***** Provided material
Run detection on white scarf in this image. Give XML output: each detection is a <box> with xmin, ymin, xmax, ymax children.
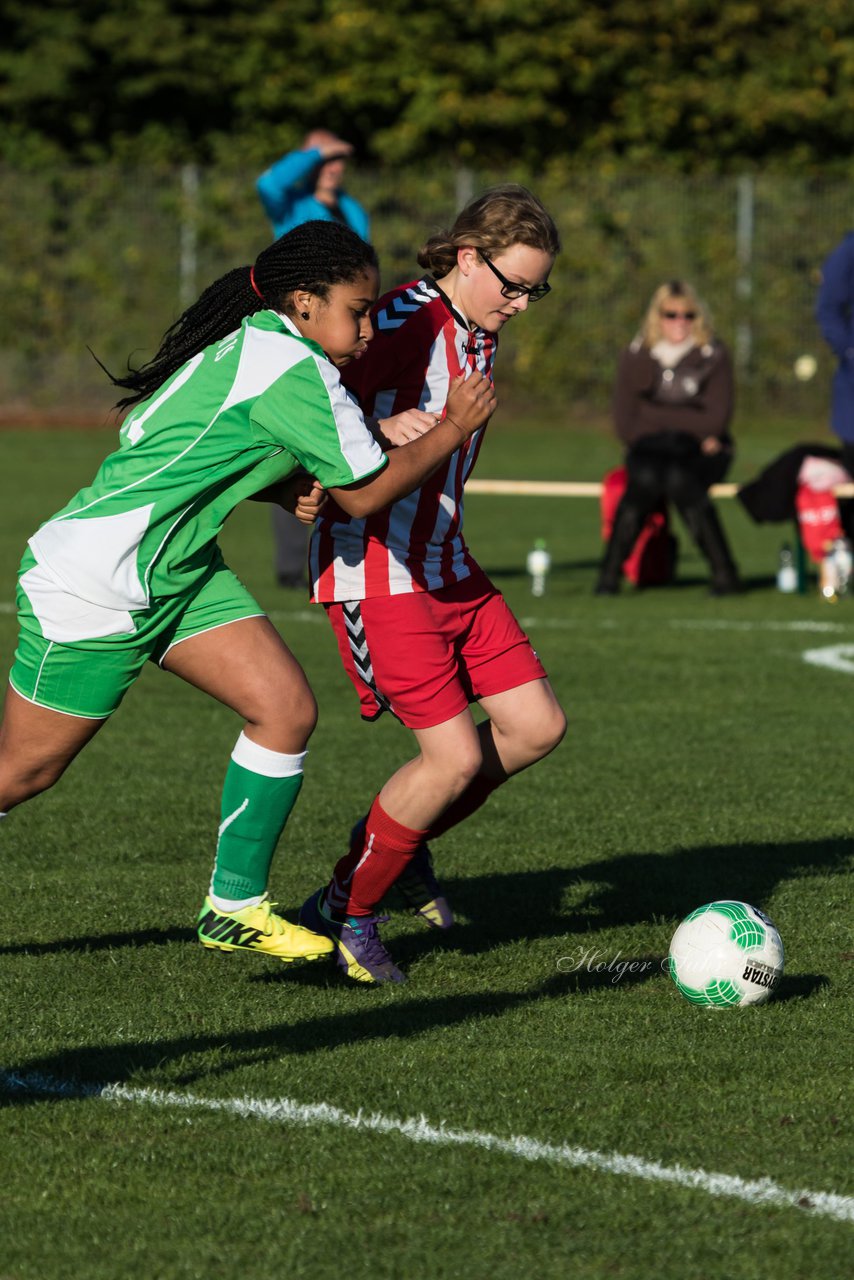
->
<box><xmin>650</xmin><ymin>337</ymin><xmax>696</xmax><ymax>368</ymax></box>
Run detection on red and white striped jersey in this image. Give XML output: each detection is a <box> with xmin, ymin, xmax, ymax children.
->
<box><xmin>310</xmin><ymin>276</ymin><xmax>496</xmax><ymax>602</ymax></box>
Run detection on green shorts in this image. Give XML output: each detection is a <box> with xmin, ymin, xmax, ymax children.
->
<box><xmin>9</xmin><ymin>549</ymin><xmax>264</xmax><ymax>719</ymax></box>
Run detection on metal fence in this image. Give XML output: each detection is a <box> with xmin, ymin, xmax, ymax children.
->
<box><xmin>0</xmin><ymin>163</ymin><xmax>850</xmax><ymax>420</ymax></box>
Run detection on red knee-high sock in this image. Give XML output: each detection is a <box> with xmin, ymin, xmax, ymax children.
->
<box><xmin>428</xmin><ymin>774</ymin><xmax>503</xmax><ymax>839</ymax></box>
<box><xmin>326</xmin><ymin>795</ymin><xmax>429</xmax><ymax>917</ymax></box>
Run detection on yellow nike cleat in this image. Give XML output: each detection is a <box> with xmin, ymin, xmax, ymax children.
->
<box><xmin>197</xmin><ymin>894</ymin><xmax>335</xmax><ymax>962</ymax></box>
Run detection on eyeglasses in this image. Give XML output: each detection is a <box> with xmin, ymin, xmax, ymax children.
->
<box><xmin>661</xmin><ymin>309</ymin><xmax>696</xmax><ymax>320</ymax></box>
<box><xmin>480</xmin><ymin>253</ymin><xmax>551</xmax><ymax>302</ymax></box>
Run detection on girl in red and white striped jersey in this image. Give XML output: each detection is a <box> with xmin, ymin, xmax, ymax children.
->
<box><xmin>301</xmin><ymin>186</ymin><xmax>567</xmax><ymax>984</ymax></box>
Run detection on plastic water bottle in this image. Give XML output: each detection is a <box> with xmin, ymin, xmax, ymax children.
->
<box><xmin>832</xmin><ymin>536</ymin><xmax>853</xmax><ymax>597</ymax></box>
<box><xmin>526</xmin><ymin>539</ymin><xmax>551</xmax><ymax>596</ymax></box>
<box><xmin>776</xmin><ymin>543</ymin><xmax>798</xmax><ymax>593</ymax></box>
<box><xmin>819</xmin><ymin>538</ymin><xmax>852</xmax><ymax>601</ymax></box>
<box><xmin>820</xmin><ymin>544</ymin><xmax>838</xmax><ymax>601</ymax></box>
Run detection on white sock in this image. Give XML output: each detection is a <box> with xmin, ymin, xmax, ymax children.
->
<box><xmin>231</xmin><ymin>732</ymin><xmax>307</xmax><ymax>777</ymax></box>
<box><xmin>209</xmin><ymin>891</ymin><xmax>265</xmax><ymax>913</ymax></box>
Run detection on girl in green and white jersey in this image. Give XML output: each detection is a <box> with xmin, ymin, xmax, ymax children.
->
<box><xmin>0</xmin><ymin>219</ymin><xmax>495</xmax><ymax>963</ymax></box>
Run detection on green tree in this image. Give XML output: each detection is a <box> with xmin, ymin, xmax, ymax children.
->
<box><xmin>3</xmin><ymin>0</ymin><xmax>854</xmax><ymax>170</ymax></box>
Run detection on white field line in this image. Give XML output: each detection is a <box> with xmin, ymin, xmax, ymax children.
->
<box><xmin>5</xmin><ymin>600</ymin><xmax>854</xmax><ymax>686</ymax></box>
<box><xmin>2</xmin><ymin>597</ymin><xmax>854</xmax><ymax>637</ymax></box>
<box><xmin>8</xmin><ymin>604</ymin><xmax>850</xmax><ymax>634</ymax></box>
<box><xmin>668</xmin><ymin>619</ymin><xmax>849</xmax><ymax>633</ymax></box>
<box><xmin>516</xmin><ymin>616</ymin><xmax>854</xmax><ymax>634</ymax></box>
<box><xmin>2</xmin><ymin>1072</ymin><xmax>852</xmax><ymax>1224</ymax></box>
<box><xmin>802</xmin><ymin>643</ymin><xmax>854</xmax><ymax>675</ymax></box>
<box><xmin>6</xmin><ymin>598</ymin><xmax>854</xmax><ymax>666</ymax></box>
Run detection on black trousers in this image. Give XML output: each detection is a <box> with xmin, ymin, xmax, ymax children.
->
<box><xmin>598</xmin><ymin>433</ymin><xmax>739</xmax><ymax>590</ymax></box>
<box><xmin>271</xmin><ymin>506</ymin><xmax>310</xmax><ymax>588</ymax></box>
<box><xmin>625</xmin><ymin>434</ymin><xmax>730</xmax><ymax>509</ymax></box>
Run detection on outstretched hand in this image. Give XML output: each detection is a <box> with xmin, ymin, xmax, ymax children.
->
<box><xmin>444</xmin><ymin>370</ymin><xmax>497</xmax><ymax>439</ymax></box>
<box><xmin>319</xmin><ymin>138</ymin><xmax>354</xmax><ymax>160</ymax></box>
**********
Pull out every line of the entries that includes the word "girl".

Run detection on girl in red and white striped jersey in this image. Give XML output: each detection is a <box> with xmin, ymin, xmax, ymax children.
Run detection on girl in green and white jersey in this image. Give XML output: each detection is a <box> with xmin, ymin, xmax, ymax children.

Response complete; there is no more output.